▶ [GIVEN INSTRUCTION]: Could you format the lines starting at the one containing "I'd really appreciate it if you could find every chair seat" and ending at the one containing "[58,0,213,53]", both included, as a numbered list with any blank lines left out?

▶ [SUPPLIED INFORMATION]:
* Start *

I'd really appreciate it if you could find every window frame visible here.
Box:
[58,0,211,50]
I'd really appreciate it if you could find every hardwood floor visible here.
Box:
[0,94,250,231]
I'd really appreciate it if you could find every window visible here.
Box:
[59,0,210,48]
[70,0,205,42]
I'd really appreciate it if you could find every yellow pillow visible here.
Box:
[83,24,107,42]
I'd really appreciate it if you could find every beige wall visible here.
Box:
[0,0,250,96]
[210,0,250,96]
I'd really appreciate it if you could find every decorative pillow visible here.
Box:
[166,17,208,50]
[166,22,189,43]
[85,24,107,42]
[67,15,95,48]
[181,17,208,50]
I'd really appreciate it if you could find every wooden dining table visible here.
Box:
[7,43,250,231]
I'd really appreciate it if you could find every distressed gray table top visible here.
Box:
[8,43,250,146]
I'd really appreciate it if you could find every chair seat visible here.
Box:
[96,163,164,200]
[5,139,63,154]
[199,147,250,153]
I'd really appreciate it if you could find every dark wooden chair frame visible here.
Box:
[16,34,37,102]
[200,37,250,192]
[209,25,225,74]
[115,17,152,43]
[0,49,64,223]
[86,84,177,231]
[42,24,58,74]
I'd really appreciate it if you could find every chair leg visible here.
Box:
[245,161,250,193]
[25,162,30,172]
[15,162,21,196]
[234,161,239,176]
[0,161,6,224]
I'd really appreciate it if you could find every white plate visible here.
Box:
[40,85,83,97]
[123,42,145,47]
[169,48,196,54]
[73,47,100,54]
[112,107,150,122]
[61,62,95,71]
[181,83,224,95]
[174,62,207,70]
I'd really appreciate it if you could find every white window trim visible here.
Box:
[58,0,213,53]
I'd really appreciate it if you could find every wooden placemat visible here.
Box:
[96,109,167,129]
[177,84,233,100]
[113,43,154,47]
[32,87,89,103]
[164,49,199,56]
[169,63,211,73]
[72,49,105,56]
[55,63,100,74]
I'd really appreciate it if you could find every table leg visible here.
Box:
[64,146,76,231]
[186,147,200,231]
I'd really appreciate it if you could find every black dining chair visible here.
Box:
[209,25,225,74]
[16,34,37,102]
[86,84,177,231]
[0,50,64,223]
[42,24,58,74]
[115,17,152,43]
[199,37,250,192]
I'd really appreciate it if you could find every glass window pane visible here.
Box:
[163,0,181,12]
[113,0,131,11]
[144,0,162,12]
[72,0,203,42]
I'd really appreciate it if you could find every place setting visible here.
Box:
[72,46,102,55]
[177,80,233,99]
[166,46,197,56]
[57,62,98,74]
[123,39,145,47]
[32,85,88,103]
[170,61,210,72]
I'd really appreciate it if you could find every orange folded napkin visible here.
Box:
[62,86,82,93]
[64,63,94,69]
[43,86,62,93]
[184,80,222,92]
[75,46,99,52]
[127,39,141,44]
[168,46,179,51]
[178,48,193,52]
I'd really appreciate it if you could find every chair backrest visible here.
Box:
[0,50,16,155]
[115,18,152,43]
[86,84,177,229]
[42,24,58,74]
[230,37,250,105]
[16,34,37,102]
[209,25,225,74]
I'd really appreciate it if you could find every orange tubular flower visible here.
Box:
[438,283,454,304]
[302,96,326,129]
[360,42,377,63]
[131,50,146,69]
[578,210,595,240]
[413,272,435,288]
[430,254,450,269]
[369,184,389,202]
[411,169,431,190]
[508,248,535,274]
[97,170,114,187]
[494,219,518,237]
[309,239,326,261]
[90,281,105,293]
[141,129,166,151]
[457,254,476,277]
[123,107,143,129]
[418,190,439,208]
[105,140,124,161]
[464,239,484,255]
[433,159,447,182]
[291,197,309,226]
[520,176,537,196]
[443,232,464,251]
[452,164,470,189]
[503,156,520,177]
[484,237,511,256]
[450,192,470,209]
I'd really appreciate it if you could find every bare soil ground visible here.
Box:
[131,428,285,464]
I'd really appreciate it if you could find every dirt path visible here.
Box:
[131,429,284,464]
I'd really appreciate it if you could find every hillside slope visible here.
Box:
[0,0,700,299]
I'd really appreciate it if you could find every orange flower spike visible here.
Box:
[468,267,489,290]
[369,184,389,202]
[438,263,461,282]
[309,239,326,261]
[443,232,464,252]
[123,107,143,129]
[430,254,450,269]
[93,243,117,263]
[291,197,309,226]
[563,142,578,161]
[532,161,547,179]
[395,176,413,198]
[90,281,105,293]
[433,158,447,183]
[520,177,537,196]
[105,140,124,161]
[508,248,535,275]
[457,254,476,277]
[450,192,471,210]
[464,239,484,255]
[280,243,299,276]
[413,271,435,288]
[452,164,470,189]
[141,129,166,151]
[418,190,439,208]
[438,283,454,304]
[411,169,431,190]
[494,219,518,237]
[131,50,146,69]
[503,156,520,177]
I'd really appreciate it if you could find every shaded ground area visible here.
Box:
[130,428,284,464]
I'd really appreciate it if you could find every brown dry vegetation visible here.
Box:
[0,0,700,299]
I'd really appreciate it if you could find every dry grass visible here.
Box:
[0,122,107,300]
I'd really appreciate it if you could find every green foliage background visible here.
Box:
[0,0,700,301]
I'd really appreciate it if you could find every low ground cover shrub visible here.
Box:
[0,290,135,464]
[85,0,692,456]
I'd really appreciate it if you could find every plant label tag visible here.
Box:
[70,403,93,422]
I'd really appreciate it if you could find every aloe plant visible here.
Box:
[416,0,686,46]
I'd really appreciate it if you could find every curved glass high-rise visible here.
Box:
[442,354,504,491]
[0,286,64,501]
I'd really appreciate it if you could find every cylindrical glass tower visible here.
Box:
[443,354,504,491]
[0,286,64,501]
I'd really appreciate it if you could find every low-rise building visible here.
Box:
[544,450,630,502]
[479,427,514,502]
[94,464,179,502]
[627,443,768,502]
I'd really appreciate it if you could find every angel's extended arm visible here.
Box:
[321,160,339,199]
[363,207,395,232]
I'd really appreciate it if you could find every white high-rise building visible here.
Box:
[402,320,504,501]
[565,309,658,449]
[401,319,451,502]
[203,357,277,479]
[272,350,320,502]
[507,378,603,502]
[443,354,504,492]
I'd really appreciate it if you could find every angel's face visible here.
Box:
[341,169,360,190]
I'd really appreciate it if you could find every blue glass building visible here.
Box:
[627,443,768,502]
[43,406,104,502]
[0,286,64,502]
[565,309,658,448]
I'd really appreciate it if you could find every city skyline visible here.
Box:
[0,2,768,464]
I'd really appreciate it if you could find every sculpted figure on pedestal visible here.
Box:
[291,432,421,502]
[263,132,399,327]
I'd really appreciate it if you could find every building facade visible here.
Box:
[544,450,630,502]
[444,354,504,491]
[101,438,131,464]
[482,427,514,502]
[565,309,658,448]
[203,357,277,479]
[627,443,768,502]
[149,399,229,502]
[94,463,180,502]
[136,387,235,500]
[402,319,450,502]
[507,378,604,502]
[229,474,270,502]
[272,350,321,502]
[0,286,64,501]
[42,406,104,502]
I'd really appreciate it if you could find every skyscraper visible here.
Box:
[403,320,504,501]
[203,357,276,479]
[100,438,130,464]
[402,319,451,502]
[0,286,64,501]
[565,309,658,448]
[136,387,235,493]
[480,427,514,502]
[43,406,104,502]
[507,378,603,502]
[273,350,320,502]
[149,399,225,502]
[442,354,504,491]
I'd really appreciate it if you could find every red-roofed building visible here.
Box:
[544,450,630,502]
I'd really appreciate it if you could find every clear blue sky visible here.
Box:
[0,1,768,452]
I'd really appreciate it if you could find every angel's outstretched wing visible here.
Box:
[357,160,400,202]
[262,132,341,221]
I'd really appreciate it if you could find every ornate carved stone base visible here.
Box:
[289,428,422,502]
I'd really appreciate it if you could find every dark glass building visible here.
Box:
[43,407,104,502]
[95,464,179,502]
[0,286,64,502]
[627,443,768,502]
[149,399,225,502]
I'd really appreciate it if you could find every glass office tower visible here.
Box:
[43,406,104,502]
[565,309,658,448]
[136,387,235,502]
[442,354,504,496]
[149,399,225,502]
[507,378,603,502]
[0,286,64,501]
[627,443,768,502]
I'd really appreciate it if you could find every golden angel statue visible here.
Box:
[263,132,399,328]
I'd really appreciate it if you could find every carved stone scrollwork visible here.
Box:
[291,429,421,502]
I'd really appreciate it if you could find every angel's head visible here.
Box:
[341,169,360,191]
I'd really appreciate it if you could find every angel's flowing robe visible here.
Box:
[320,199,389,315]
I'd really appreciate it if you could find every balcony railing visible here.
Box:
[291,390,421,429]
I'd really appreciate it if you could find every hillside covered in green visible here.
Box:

* End *

▶ [ANSWER IN FULL]:
1. I'd really appreciate it if you could find every chair seat visible here.
2. Box:
3. [96,163,164,200]
4. [5,139,63,154]
5. [199,147,250,153]
6. I'd really appreciate it if you could find every dark wooden chair frame visible here.
7. Box:
8. [16,34,37,102]
9. [200,37,250,192]
10. [209,25,225,74]
11. [115,17,152,43]
12. [0,49,64,223]
13. [86,84,177,231]
14. [42,24,58,74]
15. I'd really appreciate it if you could find every chair leg visible here.
16. Box:
17. [245,161,250,193]
18. [25,162,30,172]
19. [15,162,21,196]
20. [234,161,239,176]
21. [0,161,6,224]
22. I'd really appreciate it if you could find every white plate visible here.
23. Box:
24. [40,85,83,97]
25. [123,42,145,47]
26. [169,48,196,54]
27. [73,47,100,54]
28. [112,107,150,122]
29. [61,62,95,71]
30. [181,83,224,95]
31. [174,62,207,70]
32. I'd really appreciate it if you could find every white window trim visible here.
33. Box:
34. [58,0,213,53]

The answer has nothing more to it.